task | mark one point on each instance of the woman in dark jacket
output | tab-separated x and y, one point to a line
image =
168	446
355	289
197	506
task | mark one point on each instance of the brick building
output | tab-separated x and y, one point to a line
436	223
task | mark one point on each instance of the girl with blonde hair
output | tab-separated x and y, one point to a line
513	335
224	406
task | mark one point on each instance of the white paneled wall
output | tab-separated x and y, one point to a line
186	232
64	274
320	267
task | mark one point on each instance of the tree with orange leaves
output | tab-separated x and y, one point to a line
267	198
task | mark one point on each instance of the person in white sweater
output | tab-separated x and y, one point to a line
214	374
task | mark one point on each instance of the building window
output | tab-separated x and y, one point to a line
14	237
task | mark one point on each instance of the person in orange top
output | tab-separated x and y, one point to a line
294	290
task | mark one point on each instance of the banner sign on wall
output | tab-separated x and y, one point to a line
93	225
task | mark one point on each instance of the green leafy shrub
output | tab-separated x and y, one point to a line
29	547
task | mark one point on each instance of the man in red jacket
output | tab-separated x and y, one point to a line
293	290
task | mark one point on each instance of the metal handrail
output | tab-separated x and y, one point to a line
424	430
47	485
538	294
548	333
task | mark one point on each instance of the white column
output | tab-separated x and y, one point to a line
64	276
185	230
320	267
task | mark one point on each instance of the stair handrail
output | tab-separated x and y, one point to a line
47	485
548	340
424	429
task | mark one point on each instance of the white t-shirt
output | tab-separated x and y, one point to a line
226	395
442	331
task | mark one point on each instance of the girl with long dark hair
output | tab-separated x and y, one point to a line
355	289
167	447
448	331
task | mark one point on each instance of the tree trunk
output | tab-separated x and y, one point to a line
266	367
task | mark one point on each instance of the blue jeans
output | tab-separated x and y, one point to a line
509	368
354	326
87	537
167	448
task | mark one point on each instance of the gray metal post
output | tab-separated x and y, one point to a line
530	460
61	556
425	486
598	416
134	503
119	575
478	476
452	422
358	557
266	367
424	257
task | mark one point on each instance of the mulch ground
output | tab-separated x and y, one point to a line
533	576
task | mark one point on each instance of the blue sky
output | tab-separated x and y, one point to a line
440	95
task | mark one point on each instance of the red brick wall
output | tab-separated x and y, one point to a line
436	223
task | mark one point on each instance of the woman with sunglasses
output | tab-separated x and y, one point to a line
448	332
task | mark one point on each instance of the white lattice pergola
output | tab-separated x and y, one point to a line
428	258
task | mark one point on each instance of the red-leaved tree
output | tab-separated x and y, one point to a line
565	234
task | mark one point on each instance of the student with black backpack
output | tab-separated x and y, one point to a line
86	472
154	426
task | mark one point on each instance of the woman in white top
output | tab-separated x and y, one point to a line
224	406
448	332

__________________________________________________

◆ **Your goal**
Repeat the material above in full, exactly as it stands.

◆ **Result of the exercise**
task | mark one point on each instance of the woman in dark jacket
output | tab-separated x and y, one point to a line
image =
168	446
355	289
197	506
task | mark one point on each instance of the brick building
output | tab-separated x and y, one point to a line
436	223
task | mark one point on each instance of the girl with blonde hair
output | tab-separated x and y, one point to a line
513	335
224	406
task | mark one point on each instance of the white paneled wall
output | tab-separated x and y, one point to a line
186	232
64	274
320	267
task | mark one point on each instance of the tree with orange leaves
output | tab-separated x and y, one point to a line
267	198
task | mark one point on each instance of the person in white sweater
output | tab-separated x and y, one point to a line
214	374
task | mark one point on each instance of the building window
output | tab-separated x and y, one point to a line
14	237
task | mark one point on each instance of the person in orange top
output | tab-separated x and y, one point to a line
294	290
task | mark one point on each instance of the banner sign on wall
output | tab-separated x and y, one point to a line
93	225
task | mark one point on each instance of the green leafy shrub
output | tab-separated x and y, one point to a line
29	547
task | mark one point on each instance of the man in red jacket
output | tab-separated x and y, one point to a line
293	290
task | mark one point on each instance of the metal handrail
output | tab-separated x and y, one point to a line
424	430
47	485
538	294
548	333
task | mark one point on each instance of the white column
output | tab-separated x and y, one point to a line
64	276
185	230
320	267
task | mark one point on each instance of the stair handrail
output | tab-separated x and y, one point to a line
47	485
548	340
424	429
task | mark one point on each instance of the white t-shirt
output | tab-separated x and y, one point to a line
226	395
442	331
task | mark one point on each instance of the girl with long dark hair
output | tab-separated x and y, one point to a line
355	289
167	447
448	331
task | mark one point on each instance of the tree trunk
output | tab-separated x and y, one point to a line
266	367
task | mark one point on each instance of the blue jeans
output | tab-separated x and y, one point to a line
509	368
354	326
87	537
167	448
task | mark one point on each instance of the gray metal post
output | tab-separated x and y, one point to a line
530	460
61	556
425	486
598	416
134	503
119	575
478	476
452	422
358	557
266	367
424	257
task | mark one point on each instance of the mulch ground
output | tab-separated x and y, one point to a line
533	576
task | mark one point on each instance of the blue sky
output | tab-separated x and y, one point to a line
440	95
task | mark one point on each instance of the red brick wall
output | tab-separated x and y, one point to a line
436	223
task | mark one point on each instance of the woman with sunglasses
output | tab-separated x and y, one point to a line
448	332
task | mark one point on each instance of the white lattice pergola
output | tab-separated x and y, one point to a line
428	258
task | mark one point on each instance of the red-leaved tree
output | tab-separated x and y, one point to a line
565	234
task | mark one point on each instance of the student with black backpack
output | tab-separated x and y, one point to a line
86	472
154	426
task | mark one point on each instance of the woman in white top
output | tab-separated x and y, one point to a line
224	406
448	332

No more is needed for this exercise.